======== Study text

5.1 Defining the Genus Homo

Introduction to Anthropology5.1 Defining the Genus Homo

Learning Objectives

By the end of this section, you will be able to:

  • Describe the time periods and geological context of the genus Homo.
  • Identify some key differences between the genus Homo and Australopithecus.
  • Define some of the limitations of and challenges in the classification of hominin species in the genus Homo.
  • Explain the concept of encephalization as it relates to early hominin evolutionary development and as a tool for hominin classification.

Putting Homo into Context

Before learning about the hominin species that make up the category genus Homo, it will be helpful to become familiar with the key archaeological time periods with which Homo is associated. The species and cultural developments mentioned below will be explored in greater detail in the sections that follow.

  • Lower Paleolithic (from roughly 3 million years ago to approximately 300,000 BCE): This period includes H. habilis and the Oldowan tool industry, followed by H. ergaster and the Acheulean tool industry.
  • Middle Paleolithic (approximately 300,000–40,000 BCE): This period includes continued use of Acheulean tools by H. heidelbergensis, followed by H. neanderthalensis and the Mousterian tool industry.
  • Upper Paleolithic (approximately 43,000–26,000 BCE): The Upper Paleolithic saw the emergence of cave art like that found in the famous Chauvet Cave in France (Figure 5.29), Venus figurines (Figure 5.28), and an increased use of bone and antler in tools and jewelry. The most recent ice age occurred during this time, with glaciers covering huge parts of the planet. The emergence of Paleoindians and the use of Clovis points, which were used to kill large game such as mastodons and mammoths, occurred near the end of this time period.

================
======== Data to examine

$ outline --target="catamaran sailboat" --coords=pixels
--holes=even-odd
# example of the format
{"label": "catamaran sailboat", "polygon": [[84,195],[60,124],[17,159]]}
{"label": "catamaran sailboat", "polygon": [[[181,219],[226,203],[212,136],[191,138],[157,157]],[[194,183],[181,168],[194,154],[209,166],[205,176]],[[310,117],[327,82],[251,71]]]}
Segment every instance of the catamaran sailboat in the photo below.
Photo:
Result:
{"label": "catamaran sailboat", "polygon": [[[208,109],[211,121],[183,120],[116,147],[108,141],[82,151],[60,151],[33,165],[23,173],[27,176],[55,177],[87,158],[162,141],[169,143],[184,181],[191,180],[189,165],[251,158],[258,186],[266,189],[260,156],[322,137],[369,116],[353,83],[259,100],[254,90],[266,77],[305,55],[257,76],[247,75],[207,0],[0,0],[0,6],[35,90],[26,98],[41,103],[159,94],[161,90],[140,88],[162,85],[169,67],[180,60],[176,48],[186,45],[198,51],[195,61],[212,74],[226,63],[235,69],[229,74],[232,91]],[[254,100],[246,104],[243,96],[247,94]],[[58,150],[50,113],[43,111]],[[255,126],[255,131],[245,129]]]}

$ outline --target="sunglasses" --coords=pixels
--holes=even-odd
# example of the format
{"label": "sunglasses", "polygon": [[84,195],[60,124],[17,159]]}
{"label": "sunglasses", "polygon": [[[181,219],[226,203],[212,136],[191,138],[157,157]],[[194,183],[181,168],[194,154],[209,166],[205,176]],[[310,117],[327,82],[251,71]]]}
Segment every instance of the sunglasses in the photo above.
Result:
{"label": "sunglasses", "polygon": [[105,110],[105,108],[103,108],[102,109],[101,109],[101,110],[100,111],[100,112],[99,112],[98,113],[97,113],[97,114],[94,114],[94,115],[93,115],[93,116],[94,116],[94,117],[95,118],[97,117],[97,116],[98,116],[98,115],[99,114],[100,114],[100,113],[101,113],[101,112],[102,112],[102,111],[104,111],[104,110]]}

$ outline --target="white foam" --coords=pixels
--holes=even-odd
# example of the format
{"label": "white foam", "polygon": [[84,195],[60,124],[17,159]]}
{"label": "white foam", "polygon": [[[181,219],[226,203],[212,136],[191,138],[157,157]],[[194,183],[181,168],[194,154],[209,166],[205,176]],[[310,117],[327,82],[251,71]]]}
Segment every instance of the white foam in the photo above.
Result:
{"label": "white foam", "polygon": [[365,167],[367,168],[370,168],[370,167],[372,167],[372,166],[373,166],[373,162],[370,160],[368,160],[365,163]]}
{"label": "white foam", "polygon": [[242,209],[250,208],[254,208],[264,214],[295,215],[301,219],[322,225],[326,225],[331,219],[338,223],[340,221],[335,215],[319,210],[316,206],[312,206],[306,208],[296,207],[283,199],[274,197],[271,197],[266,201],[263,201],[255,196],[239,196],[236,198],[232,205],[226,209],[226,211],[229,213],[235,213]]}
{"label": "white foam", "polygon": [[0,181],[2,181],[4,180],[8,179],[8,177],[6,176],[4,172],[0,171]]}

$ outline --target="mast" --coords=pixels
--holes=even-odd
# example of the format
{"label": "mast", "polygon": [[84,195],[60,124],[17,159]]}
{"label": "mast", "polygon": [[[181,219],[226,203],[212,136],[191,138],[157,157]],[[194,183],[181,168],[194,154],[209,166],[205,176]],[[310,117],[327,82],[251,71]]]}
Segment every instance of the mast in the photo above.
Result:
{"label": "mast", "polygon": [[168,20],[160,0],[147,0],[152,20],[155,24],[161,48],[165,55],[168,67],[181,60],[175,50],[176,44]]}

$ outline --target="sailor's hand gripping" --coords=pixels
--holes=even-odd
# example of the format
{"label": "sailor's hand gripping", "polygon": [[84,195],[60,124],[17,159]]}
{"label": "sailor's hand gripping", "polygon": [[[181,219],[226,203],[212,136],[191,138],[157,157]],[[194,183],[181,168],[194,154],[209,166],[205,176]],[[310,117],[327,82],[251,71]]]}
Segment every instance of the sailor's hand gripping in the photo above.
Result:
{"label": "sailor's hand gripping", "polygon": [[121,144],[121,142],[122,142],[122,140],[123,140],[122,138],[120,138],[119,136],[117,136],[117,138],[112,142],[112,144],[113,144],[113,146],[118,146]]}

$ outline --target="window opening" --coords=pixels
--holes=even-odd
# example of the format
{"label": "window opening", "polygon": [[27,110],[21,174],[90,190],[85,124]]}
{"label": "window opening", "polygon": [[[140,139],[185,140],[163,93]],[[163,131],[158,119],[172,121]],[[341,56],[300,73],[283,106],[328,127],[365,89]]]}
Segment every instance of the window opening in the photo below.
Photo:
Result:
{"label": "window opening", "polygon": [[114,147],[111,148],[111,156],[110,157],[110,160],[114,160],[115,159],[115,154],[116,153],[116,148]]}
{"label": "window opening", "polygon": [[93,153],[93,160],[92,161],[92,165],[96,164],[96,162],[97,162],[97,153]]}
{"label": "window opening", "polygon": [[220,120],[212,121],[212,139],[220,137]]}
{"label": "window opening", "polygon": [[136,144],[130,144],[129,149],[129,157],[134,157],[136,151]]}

================

- Assignment -
Copy out the genus Homo passage above in full, with every word, line, and bullet the same as the original.

- Written response -
5.1 Defining the Genus Homo

Introduction to Anthropology5.1 Defining the Genus Homo

Learning Objectives

By the end of this section, you will be able to:

  • Describe the time periods and geological context of the genus Homo.
  • Identify some key differences between the genus Homo and Australopithecus.
  • Define some of the limitations of and challenges in the classification of hominin species in the genus Homo.
  • Explain the concept of encephalization as it relates to early hominin evolutionary development and as a tool for hominin classification.

Putting Homo into Context

Before learning about the hominin species that make up the category genus Homo, it will be helpful to become familiar with the key archaeological time periods with which Homo is associated. The species and cultural developments mentioned below will be explored in greater detail in the sections that follow.

  • Lower Paleolithic (from roughly 3 million years ago to approximately 300,000 BCE): This period includes H. habilis and the Oldowan tool industry, followed by H. ergaster and the Acheulean tool industry.
  • Middle Paleolithic (approximately 300,000–40,000 BCE): This period includes continued use of Acheulean tools by H. heidelbergensis, followed by H. neanderthalensis and the Mousterian tool industry.
  • Upper Paleolithic (approximately 43,000–26,000 BCE): The Upper Paleolithic saw the emergence of cave art like that found in the famous Chauvet Cave in France (Figure 5.29), Venus figurines (Figure 5.28), and an increased use of bone and antler in tools and jewelry. The most recent ice age occurred during this time, with glaciers covering huge parts of the planet. The emergence of Paleoindians and the use of Clovis points, which were used to kill large game such as mastodons and mammoths, occurred near the end of this time period.